Excerto do texto ::

──────────────────────────────

A recorrente termina afirmando que deve ser dado inteiro provimento ao presente recurso, “substituindo-se o despacho recorrido por outro que julgue não ser de relacionar o activo em questão (por falta de prova de que o mesmo existia à data dos efeitos patrimoniais do divórcio), nem o passivo (remetendo tal decisão para a conferência de interessados a realizar), com todos os devidos e legais efeitos”.
2.2 O recorrido e cabeça de casal não apresentou resposta.
2.3 A Sr.ª Juíza que proferiu a decisão sobre a reclamação de bens, tendo admitido, entretanto, a existência de lapso quanto à verba 6, proferiu despacho nos seguintes termos:
«(…) Efectivamente e por mero lapso, na decisão proferida sobre a reclamação de bens, constante de fls. 271 a 273, quanto à verba 6 do passivo, onde se refere casa de morada de família, deve ler-se terreno e imóvel descrito na verba 2 da relação de bens, pertencente ao ex-casal, com recurso ao empréstimo relacionado na verba 4 do passivo, mantendo-se no demais tudo o aí decidido».
3. Colhidos os vistos legais e na ausência de fundamento que obste ao conhecimento do recurso, cumpre apreciar e decidir.
As conclusões formuladas pela recorrente definem a matéria que é objecto de recurso e que cabe aqui apreciar.
Assim, impõe-se decidir as seguintes questões:
● A existência de fundamento para a remessa da questão para os meios comuns ou para a conferência de interessados a realizar no processo de inventário.
● A nulidade da decisão recorrida por apreciação de matéria que não é objecto do pedido, com referência ao artigo 668.º, n.º 1, alínea e), do Código de Processo Civil.
II)
Fundamentação
1. Em termos de matéria de facto, importa considerar o que antes se deixou enunciado, a que acresce o seguinte:
Conforme resulta da decisão recorrida e da sentença que decretou o divórcio e não é questionado, os interessados no presente inventário eram casados desde 12 de Julho de 1997, sem convenção antenupcial.
O divórcio foi decretado por sentença proferida em 11 de Junho de 2007, nos termos documentados a fls. 24 e 25.
O processo em causa foi instaurado em 30 de Março de 2007, inicialmente como divórcio litigioso, posteriormente convertido em mútuo consentimento.

──────────────────────────────

Dados fornecidos ::

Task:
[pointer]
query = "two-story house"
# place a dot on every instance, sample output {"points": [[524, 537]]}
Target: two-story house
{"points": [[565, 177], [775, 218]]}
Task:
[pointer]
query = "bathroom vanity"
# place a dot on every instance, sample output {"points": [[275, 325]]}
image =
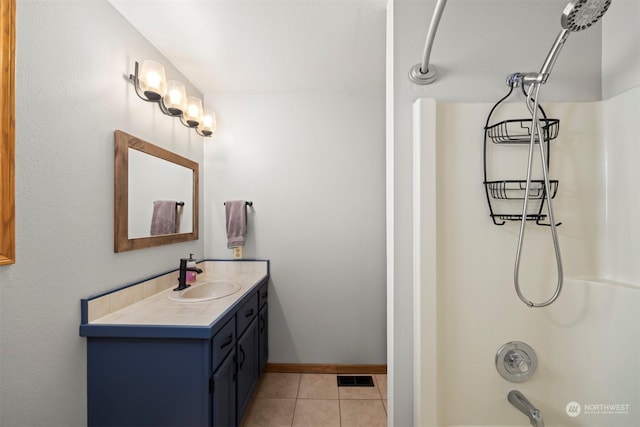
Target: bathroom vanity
{"points": [[158, 361]]}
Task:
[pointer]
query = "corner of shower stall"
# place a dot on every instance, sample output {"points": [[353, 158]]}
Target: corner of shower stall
{"points": [[465, 306]]}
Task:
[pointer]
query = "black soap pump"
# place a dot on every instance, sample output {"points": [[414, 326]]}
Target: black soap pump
{"points": [[192, 275]]}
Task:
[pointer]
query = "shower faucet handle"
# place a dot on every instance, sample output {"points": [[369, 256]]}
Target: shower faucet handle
{"points": [[518, 362]]}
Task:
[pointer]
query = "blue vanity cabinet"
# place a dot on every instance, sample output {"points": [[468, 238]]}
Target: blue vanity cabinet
{"points": [[147, 382], [248, 369], [205, 376], [222, 385], [223, 392], [263, 328]]}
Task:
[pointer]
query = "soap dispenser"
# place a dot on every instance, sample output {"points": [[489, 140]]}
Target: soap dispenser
{"points": [[191, 275]]}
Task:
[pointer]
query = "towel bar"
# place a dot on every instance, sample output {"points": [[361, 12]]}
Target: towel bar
{"points": [[246, 203]]}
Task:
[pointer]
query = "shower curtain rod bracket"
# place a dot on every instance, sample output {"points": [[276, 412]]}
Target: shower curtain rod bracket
{"points": [[418, 77]]}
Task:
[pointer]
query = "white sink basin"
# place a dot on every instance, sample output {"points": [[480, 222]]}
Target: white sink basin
{"points": [[206, 291]]}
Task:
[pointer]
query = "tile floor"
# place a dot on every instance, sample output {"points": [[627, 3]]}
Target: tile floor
{"points": [[315, 400]]}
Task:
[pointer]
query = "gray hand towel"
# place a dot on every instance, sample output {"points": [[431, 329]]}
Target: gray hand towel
{"points": [[163, 220], [236, 212]]}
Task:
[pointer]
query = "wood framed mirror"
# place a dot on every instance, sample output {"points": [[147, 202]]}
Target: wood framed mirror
{"points": [[7, 132], [145, 175]]}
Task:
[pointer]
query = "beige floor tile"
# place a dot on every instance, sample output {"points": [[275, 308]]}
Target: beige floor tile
{"points": [[381, 379], [270, 413], [281, 386], [318, 386], [362, 413], [360, 392], [316, 413]]}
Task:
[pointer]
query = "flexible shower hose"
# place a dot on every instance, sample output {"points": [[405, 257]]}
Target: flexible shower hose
{"points": [[532, 105]]}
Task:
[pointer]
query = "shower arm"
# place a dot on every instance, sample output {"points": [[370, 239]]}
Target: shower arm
{"points": [[424, 73]]}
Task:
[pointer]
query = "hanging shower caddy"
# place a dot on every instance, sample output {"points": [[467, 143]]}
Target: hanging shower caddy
{"points": [[517, 131]]}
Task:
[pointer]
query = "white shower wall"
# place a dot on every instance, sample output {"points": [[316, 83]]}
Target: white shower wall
{"points": [[466, 308]]}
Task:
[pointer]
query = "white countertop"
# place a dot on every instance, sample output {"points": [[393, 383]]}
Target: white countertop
{"points": [[158, 309]]}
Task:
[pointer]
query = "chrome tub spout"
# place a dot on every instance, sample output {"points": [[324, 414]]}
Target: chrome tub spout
{"points": [[518, 400]]}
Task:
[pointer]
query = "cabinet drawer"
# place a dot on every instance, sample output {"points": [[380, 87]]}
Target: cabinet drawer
{"points": [[247, 312], [222, 343], [263, 294]]}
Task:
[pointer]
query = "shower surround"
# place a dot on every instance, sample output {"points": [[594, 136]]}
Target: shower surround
{"points": [[588, 341]]}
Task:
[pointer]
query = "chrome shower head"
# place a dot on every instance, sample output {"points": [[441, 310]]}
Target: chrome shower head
{"points": [[581, 14], [577, 16]]}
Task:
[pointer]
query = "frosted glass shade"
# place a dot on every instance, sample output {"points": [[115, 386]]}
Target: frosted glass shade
{"points": [[208, 125], [193, 113], [176, 98], [152, 80]]}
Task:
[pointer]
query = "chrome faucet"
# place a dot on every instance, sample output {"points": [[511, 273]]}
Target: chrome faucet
{"points": [[182, 277], [518, 400]]}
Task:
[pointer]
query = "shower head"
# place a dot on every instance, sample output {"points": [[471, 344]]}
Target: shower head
{"points": [[577, 16], [581, 14]]}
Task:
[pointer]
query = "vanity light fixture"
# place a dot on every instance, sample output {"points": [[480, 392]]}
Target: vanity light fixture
{"points": [[152, 86]]}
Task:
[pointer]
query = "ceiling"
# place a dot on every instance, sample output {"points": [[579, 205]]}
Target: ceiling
{"points": [[268, 46]]}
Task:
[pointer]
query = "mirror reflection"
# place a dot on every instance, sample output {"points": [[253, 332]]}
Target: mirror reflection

──────────────────────────────

Objetivos ::
**a)** Segundo o texto, em que data foi instaurado o processo de divórcio?
**b)** Transcreva do texto o trecho entre "A recorrente termina" e "não apresentou resposta.", ambos incluídos.

Resolução das tarefas ::
**a)** Em 30 de Março de 2007.

**b)**
A recorrente termina afirmando que deve ser dado inteiro provimento ao presente recurso, “substituindo-se o despacho recorrido por outro que julgue não ser de relacionar o activo em questão (por falta de prova de que o mesmo existia à data dos efeitos patrimoniais do divórcio), nem o passivo (remetendo tal decisão para a conferência de interessados a realizar), com todos os devidos e legais efeitos”.
2.2 O recorrido e cabeça de casal não apresentou resposta.